◆ Aim:
Rescale the part of the material that opens with the line containing "Please examine the photo and tell me where the brown" and closes with the line containing "[200,253,384,1038]". Rewrite only those lines, requests included, and multiply every bounding-box coordinate in the answers by 2.35, rounding to whole numbers with halves rounded up.

━━━━━━━━━━━━━━━━━━━━━━━━━━━━━━

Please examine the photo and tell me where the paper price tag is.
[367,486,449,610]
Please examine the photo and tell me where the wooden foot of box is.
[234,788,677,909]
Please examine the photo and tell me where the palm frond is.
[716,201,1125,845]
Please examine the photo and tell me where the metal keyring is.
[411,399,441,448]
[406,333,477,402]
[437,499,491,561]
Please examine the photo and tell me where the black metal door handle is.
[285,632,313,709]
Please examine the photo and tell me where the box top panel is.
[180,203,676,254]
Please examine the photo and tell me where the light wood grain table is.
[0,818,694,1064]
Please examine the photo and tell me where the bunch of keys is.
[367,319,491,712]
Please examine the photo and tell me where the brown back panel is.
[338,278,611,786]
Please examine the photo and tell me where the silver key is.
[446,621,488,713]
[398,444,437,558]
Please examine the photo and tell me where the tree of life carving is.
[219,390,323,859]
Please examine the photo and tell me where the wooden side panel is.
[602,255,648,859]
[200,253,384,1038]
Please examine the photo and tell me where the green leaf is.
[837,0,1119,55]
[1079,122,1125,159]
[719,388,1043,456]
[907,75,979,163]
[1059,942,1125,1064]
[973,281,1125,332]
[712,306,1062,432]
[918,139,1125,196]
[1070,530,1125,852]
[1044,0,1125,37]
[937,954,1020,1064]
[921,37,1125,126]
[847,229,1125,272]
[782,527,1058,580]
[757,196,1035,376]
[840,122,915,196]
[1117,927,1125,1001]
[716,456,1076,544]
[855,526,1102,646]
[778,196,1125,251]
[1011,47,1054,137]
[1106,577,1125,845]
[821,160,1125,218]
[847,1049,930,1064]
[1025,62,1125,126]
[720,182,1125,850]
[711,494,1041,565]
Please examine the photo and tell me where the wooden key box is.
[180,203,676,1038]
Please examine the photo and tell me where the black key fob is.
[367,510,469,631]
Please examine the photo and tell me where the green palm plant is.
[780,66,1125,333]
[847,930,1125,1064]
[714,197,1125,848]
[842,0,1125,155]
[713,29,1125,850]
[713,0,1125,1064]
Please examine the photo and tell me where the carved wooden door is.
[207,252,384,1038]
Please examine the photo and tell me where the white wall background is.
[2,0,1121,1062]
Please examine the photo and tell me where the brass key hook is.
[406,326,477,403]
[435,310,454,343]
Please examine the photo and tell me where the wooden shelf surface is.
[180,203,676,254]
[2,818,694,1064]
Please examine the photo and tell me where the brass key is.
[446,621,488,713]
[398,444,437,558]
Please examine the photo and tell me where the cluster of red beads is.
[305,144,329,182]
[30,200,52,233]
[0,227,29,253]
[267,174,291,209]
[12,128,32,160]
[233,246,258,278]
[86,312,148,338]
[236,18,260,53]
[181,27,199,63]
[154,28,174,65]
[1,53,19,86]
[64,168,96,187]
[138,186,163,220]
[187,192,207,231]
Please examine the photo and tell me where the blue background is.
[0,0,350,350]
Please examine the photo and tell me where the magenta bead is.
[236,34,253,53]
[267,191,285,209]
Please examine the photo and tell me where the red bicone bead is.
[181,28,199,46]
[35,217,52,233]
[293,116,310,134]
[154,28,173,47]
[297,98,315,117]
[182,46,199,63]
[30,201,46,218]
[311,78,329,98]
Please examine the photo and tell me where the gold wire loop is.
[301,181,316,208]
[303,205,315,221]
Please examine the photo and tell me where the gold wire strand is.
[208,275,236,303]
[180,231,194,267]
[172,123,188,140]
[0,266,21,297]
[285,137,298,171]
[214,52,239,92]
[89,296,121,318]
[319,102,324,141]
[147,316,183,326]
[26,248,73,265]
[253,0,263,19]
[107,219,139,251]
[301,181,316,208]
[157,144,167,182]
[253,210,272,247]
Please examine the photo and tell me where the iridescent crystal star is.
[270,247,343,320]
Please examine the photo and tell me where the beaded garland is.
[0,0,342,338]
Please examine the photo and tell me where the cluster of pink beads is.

━━━━━━━━━━━━━━━━━━━━━━━━━━━━━━

◆ Task answer:
Please examine the photo and tell me where the brown back panel is.
[794,653,1436,1847]
Please examine the photo and tell me where the silver key is.
[1048,1459,1147,1676]
[935,1043,1027,1311]
Please examine the photo and tell me where the tree of life carving is.
[515,917,759,2019]
Please examine the photo and tell me where the wooden side panel is.
[1415,599,1523,2019]
[470,595,902,2439]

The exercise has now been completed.